Also check: do all your users have the Microsoft Authenticator app set up? If not, now is the time to run an MFA registration campaign before this policy goes live.
The order matters here: Policy 1 (blocking legacy auth) should be live before this one. If you enable MFA enforcement while legacy auth is still allowed, users on legacy clients will start getting blocked — but not because of your MFA policy. The error messages will be confusing and you'll spend hours troubleshooting the wrong thing.
Policy 3: Block High-Risk Sign-Ins (Entra ID Protection)
With the basics in place, we can start using intelligence. Entra ID Protection — included in Microsoft 365 Business Premium and Entra ID P2 — evaluates every sign-in using Microsoft's threat intelligence and assigns a risk score: Low, Medium, or High.
High-risk sign-ins are those that Microsoft's systems have flagged as almost certainly malicious. This includes:
Sign-ins from known attacker IP addresses
Sign-ins accompanied by credential stuffing patterns
Sign-ins immediately after the same account was seen on a credential dump
Impossible travel (signed in from London, then Lagos, 10 minutes apart)
Token replay — which is exactly what happens when an attacker uses a stolen session cookie
🎯 Remember our AiTM adversary from the first blog in this series?: This is how Entra ID Protection helps catch AiTM attacks. When an attacker replays a stolen cookie from a different IP or device, the anomaly often triggers a high-risk sign-in flag — which this policy will automatically block.
Configuration
Entra ID Admin Center → Protection → Conditional Access → New Policy
Name: CA003 - Block High Risk Sign-ins
Assignments:
Users: All Users
Exclusions: [Your Break Glass account]
Resources: All cloud apps
Conditions:
Sign-in risk: ☑ High
Access Controls → Grant:
● Block access
Enable policy: Report-only first
A note on licensing: This policy requires Entra ID P2 or Microsoft 365 Business Premium for the sign-in risk condition. If you're on a lower tier, you won't see the "Sign-in risk" option. This is one of the strongest arguments for Business Premium — the risk-based CA capability alone is worth the licensing delta for most SMBs.

[Records from a dataset]

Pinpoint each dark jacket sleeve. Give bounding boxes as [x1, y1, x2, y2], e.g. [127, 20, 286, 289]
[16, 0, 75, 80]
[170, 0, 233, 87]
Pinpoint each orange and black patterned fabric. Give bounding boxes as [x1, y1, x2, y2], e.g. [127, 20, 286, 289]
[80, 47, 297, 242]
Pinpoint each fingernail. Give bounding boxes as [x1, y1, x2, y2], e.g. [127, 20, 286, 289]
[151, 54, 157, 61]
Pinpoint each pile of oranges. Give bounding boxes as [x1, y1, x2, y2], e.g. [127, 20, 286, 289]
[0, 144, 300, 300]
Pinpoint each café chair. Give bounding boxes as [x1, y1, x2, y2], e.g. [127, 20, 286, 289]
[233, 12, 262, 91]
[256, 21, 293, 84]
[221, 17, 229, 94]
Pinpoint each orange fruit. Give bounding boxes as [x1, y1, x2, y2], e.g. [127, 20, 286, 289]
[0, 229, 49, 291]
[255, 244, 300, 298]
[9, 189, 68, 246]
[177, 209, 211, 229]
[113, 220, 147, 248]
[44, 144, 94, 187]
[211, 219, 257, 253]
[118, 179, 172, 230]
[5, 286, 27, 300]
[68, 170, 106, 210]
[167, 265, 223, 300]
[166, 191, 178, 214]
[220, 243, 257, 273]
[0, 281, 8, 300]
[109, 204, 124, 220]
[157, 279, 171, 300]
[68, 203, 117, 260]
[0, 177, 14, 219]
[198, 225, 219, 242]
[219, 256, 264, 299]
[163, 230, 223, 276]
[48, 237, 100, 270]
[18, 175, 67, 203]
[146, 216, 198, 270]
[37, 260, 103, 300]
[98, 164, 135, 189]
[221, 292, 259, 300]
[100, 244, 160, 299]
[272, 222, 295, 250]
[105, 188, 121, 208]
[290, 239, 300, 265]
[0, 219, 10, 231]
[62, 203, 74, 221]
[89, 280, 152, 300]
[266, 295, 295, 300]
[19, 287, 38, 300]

OBJECTIVE 1.
Copy the Conditional Access text starting at "Also check: do" and ending at "(Entra ID Protection)", and change "legacy auth" to "basic authentication".
OBJECTIVE 2.
According to the Conditional Access text, which risk scores does Entra ID Protection assign to a sign-in?
This material comes from a separate source.

OUTPUT 1.
Also check: do all your users have the Microsoft Authenticator app set up? If not, now is the time to run an MFA registration campaign before this policy goes live.
The order matters here: Policy 1 (blocking basic authentication) should be live before this one. If you enable MFA enforcement while basic authentication is still allowed, users on legacy clients will start getting blocked — but not because of your MFA policy. The error messages will be confusing and you'll spend hours troubleshooting the wrong thing.
Policy 3: Block High-Risk Sign-Ins (Entra ID Protection)

OUTPUT 2.
Low, Medium, or High.